Texte de la page:
%%

La dépression : mieux comprendre pour mieux accompagner … ?

Chiffres concernant la dépression 

A ce jour, 3 millions de personnes sont diagnostiquées en France alors que 8 millions ont été touchées.

De façon générale, 1 personne sur 6 est atteinte de ce trouble de l’humeur en Martinique ou en Guadeloupe ; En comparaison 1/10 en métropole.

Si l’on compare les tranches d’âge, il y a cette même courbe : en Martinique, entre 15 – 75 ans, 15 % souffrent de dépression, contre 10 % en France métropolitaine.

Pour les plus âgés (> 75 ans), 1 senior sur 4 aux Antilles contre 1 sur 6 dans l’hexagone.

Quelles en sont les modifications biologiques ?

Un dérèglement de la production et de la capture de 3 neurotransmetteurs est à l’origine du développement de l’épisode dépressif majeur.

  • Sérotonine qui a pour fonction d’équilibrer le sommeil, l’appétit et l’humeur
  • Dopamine, responsable de la régulation de l’humeur et de la motivation
  • Noradrénaline qui gère l’attention et le sommeil

Quels sont les symptômes d’une dépression ?

%%

Consignes:
1. Reformulez plus brièvement le paragraphe du texte sur la dépression qui commence par « Si l'on compare les tranches d'âge », en gardant ses chiffres.
2. D'après le texte sur la dépression, combien de personnes ont été touchées par la dépression en France ?
3. Poursuivez le texte sur la dépression à partir de sa dernière ligne.

Données recueillies:
%%

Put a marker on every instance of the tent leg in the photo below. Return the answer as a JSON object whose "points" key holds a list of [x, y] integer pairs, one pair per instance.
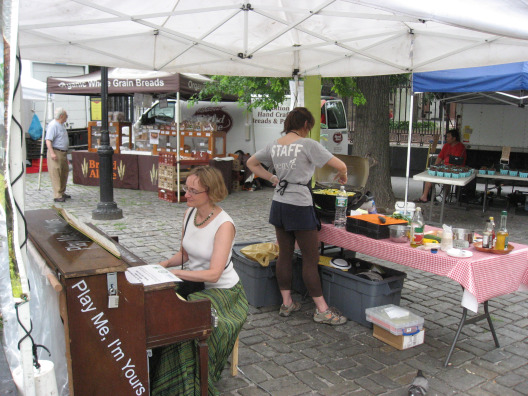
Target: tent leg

%%

Corrigé:
1. En Martinique, 15 % des 15-75 ans souffrent de dépression, contre 10 % en France métropolitaine.

2. 8 millions de personnes.

3.
Ils sont regroupés dans le tableau ci-contre. Si la tristesse est quasi-permanente, elle s’exprime différemment selon l’éducation, le genre ou la culture… Les pleurs ne sont pas obligatoirement exprimés et peuvent être remplacés par des douleurs somatiques, une irritabilité chez nos aînés. La culpabilité n’est pas au 1er plan comme les plus jeunes peuvent l’échanger, mais un ralentissement psychomoteur peut apparaitre.

Un repli sur soi est possible et doit alerter les proches : des habitudes de vie (aller à la messe, visiter son voisinage…) qui ne sont plus honorées marquent un temps d’arrêt sociétal. Un désinvestissement de son quotidien peut amener à consulter.

Repérer une dépression est souvent plus difficile chez les seniors qui ont plutôt tendance à se plaindre de troubles de la mémoire ou de l’attention, faisant craindre une maladie neuro-dégénérative par exemple.

Sachant également que le deuil n’est pas considéré comme étant un épisode dépressif caractérisé. C’est une étape « normalisée » de notre psychisme, avec des étapes presque synchronisées.

L’état de deuil est une réaction d’adaptation à une perte significative qui ne doit pas être considéré comme un état pathologique.

Symptômes d’un épisode dépressif caractérisé
Au moins 2 symptômes principaux :

  • humeur dépressive ; tristesse
  • perte d’intérêt, abattement
  • perte d’énergie, augmentation de la fatigabilité.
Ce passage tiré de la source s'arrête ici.